REGISTROS POR PROCESAR —
++++++++++

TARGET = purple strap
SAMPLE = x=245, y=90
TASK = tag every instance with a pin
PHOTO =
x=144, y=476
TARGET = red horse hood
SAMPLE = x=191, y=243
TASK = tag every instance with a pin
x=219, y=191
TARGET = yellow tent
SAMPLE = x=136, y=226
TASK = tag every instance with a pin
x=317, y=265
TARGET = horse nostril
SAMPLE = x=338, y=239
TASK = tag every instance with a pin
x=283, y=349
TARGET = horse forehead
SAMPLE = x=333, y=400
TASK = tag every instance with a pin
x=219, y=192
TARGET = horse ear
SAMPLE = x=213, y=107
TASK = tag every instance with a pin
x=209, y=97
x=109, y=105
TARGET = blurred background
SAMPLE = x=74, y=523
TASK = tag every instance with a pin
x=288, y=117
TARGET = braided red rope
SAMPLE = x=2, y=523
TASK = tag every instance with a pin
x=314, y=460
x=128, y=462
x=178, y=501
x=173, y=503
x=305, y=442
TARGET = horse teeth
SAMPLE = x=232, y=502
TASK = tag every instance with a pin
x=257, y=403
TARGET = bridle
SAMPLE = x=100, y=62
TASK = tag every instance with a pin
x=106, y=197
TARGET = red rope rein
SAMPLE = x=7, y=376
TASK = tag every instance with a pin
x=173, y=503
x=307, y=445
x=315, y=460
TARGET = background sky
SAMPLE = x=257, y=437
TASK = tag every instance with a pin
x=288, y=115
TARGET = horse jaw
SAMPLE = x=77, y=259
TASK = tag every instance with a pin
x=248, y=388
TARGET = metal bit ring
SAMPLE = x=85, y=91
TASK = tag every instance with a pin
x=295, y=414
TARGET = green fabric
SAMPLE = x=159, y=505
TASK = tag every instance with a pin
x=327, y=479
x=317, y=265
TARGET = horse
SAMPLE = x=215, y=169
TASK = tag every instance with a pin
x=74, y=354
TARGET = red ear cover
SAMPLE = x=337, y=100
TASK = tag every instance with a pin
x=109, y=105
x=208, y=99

++++++++++

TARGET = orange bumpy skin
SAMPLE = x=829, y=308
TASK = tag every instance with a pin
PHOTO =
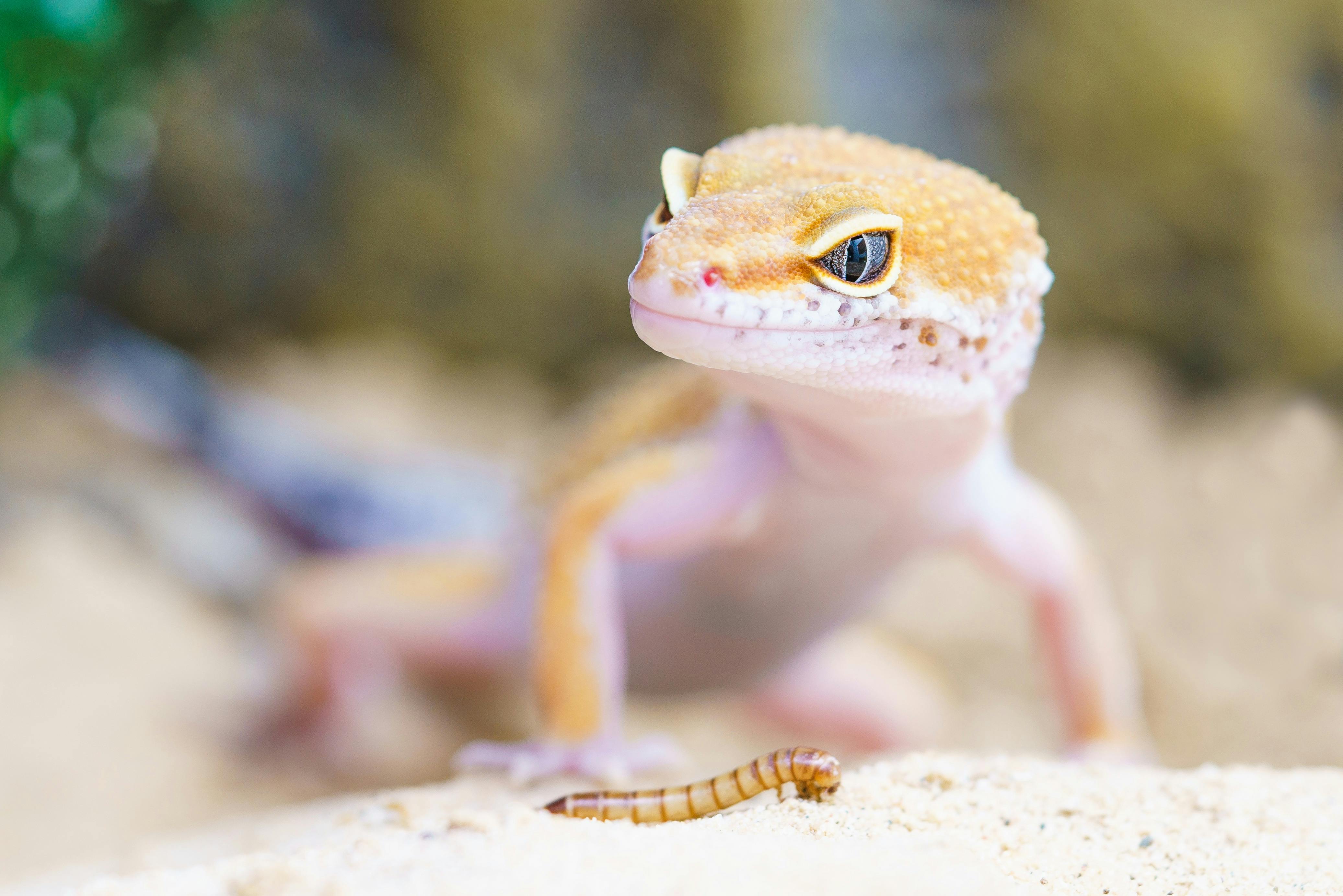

++++++++++

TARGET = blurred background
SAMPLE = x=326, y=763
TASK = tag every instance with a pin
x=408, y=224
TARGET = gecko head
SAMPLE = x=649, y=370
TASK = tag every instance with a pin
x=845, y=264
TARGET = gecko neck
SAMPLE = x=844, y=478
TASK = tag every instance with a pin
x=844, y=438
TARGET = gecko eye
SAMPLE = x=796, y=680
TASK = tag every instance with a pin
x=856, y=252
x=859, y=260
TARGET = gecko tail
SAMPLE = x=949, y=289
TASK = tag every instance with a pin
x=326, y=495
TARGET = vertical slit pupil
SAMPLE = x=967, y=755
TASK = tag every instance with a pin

++++++++++

PROBLEMA PLANTEADO —
Extrae sin cambios las líneas de los registros, comenzando por la que contiene "TARGET = horse nostril" y siguiendo hasta la que contiene "x=288, y=117", ambas incluidas.

SOLUCIÓN DESARROLLADA —
TARGET = horse nostril
SAMPLE = x=338, y=239
TASK = tag every instance with a pin
x=283, y=349
TARGET = horse forehead
SAMPLE = x=333, y=400
TASK = tag every instance with a pin
x=219, y=192
TARGET = horse ear
SAMPLE = x=213, y=107
TASK = tag every instance with a pin
x=209, y=97
x=109, y=105
TARGET = blurred background
SAMPLE = x=74, y=523
TASK = tag every instance with a pin
x=288, y=117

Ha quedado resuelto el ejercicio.